Stored data entries:
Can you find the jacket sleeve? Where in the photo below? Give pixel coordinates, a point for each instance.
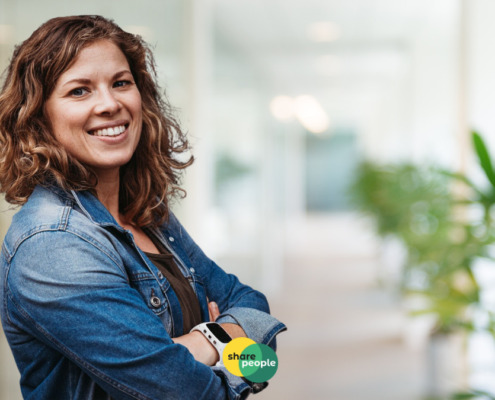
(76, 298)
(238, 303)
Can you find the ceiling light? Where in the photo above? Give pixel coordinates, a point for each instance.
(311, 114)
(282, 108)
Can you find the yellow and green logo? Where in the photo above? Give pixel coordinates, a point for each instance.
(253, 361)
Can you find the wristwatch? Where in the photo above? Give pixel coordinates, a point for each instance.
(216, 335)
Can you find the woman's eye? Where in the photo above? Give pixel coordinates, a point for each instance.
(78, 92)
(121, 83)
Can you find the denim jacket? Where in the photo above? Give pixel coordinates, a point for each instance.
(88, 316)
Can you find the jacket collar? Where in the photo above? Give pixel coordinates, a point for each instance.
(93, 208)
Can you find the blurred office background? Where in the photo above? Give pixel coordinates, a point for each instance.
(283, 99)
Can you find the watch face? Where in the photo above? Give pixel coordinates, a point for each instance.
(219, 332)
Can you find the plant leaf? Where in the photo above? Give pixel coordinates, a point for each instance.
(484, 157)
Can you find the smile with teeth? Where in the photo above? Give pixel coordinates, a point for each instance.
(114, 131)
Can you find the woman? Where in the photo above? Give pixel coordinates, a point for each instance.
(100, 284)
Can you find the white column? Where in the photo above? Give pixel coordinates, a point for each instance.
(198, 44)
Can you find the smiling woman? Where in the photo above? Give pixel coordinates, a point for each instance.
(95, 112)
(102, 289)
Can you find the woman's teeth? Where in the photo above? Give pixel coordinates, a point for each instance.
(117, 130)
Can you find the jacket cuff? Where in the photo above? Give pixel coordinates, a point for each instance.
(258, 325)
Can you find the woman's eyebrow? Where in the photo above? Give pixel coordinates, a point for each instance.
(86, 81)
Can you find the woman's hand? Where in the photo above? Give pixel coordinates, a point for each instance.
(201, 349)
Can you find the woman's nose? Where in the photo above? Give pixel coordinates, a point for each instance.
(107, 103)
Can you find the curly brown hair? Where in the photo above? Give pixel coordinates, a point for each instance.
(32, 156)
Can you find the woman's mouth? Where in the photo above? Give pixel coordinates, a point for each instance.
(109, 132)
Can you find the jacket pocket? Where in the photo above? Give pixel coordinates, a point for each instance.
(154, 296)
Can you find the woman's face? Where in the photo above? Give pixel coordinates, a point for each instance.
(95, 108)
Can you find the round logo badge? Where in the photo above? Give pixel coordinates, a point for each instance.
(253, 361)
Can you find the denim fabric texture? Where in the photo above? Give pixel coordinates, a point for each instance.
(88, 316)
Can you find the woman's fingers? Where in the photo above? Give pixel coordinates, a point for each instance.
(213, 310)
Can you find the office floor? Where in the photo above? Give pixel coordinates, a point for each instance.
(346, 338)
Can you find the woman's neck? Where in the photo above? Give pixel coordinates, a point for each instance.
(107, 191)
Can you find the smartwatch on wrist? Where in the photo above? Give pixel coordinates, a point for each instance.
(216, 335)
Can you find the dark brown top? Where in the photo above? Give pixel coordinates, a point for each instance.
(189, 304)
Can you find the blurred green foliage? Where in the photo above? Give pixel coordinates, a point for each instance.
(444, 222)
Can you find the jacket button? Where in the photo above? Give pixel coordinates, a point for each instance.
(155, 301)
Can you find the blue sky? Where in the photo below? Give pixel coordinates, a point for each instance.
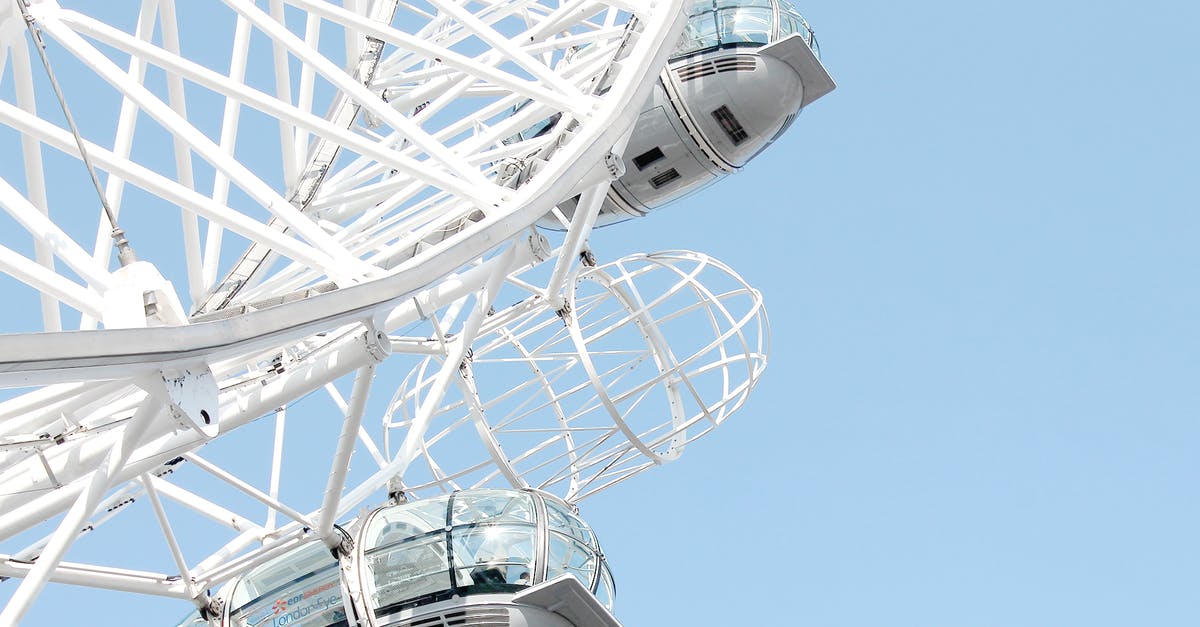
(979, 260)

**What the task requires:**
Once the pictures are set aside, the remaining data must be transcribed exactly.

**Reply:**
Can you find the jacket sleeve? Where in the photo below? Give pixel coordinates, a point for each instance.
(76, 298)
(238, 303)
Can you find the ceiling light? Where in the photo above? Give pixel coordinates, a point for each instance.
(311, 114)
(282, 108)
Can you find the yellow and green logo? Where in the photo above? Give pixel coordinates, a point for each instance.
(253, 361)
Can you find the wristwatch? Where in the photo above? Give pixel coordinates, a point for each instance.
(216, 335)
Can you find the woman's eye? Where in the photo above? Give pixel coordinates, a point for each instance.
(78, 92)
(121, 83)
Can you find the denim jacket? Where in the photo above? Give pixel coordinates, a point for each instance.
(88, 316)
Can you find the jacket collar? Where in the photo above? Give pixel coordinates, a point for each instance.
(93, 208)
Can you find the blurred office background? Where in the photo above? Give pixel coordinates, a point for each instance.
(283, 99)
Can you find the watch face? Where in the photo above? Give pixel coordinates, a point for each instance.
(219, 332)
Can you find the plant leaf? Where in the photo above? Give pixel coordinates, a point for each instance.
(484, 157)
Can you find the smile with teeth? Where in the photo above? Give pixel coordinates, a point for each instance.
(114, 131)
Can you find the woman? Where in the photo above? Give pixel coordinates, a point for each instance.
(100, 284)
Can you find the white column? Where in the photo above? Give pixel coordinates, a point for each instance.
(198, 44)
Can you find the smiling woman? Where in the photo above? Give pixel coordinates, a point for each instance.
(95, 112)
(102, 289)
Can you find the woman's teeth? Where in the photo above? Give pixel coordinates, a point for each instance.
(117, 130)
Can you find the jacket cuff? Where in the photo above? Give pixel coordinates, a point for each instance.
(258, 325)
Can you find the woman's eyebrow? Where in the photo above? Give pixel coordinates, a point for each instance.
(86, 81)
Can you find the woman's hand? Where in the photo above? Give pixel coordinates, a point for each instance.
(201, 349)
Can you find the woman's nose? Where in the photo above? Give pixel coordinates, a point for each instance.
(107, 103)
Can you find the curly brown hair? Where in the photo above? Give pixel coordinates, a point for each instance.
(32, 156)
Can you find the woman's mouth? Where in the photo above? Give pixel coordinates, a point for each instance.
(109, 132)
Can you find the jacket pocket? Where in the photo above? Give pixel coordinates, a point for each instance.
(154, 296)
Can you find the woman's face? Where in the photo above? Give pixel coordinates, a point for each instance.
(95, 108)
Can you find the round logo badge? Where in the photo above? Give pixel coordinates, a point for each instance.
(253, 361)
Can you find the denim fabric texture? Where in the photo above? Give pixel coordinates, a point for each instance.
(88, 316)
Can you find the woman's fingers? Where in the photo above? Give pixel coordinates, a point for each instance.
(213, 310)
Can you find the office floor? Where in the photo above? Give pixel coordinates, a point for each instance.
(346, 338)
Can you find the woman's neck? Where in the photo above? Give pixel coordinates, a point for each instance.
(107, 191)
Can you find the smartwatch on wrist? Where in the photo above? Give pixel coordinates, a point for each instance.
(216, 335)
Can you find the dark brown top? Where in the photo above? Give pixel coordinates, a point for each instance.
(189, 304)
Can you find the blurred green foliage? Where in the photo above? Give pixel coordinates, a point for each instance.
(444, 222)
Can you find the jacket button? Where in the photo above? Give pixel coordinates, a point for each instance.
(155, 301)
Can you find the blue sky? Where in the photo below? Give pixel coordinates, a point for each instance.
(979, 260)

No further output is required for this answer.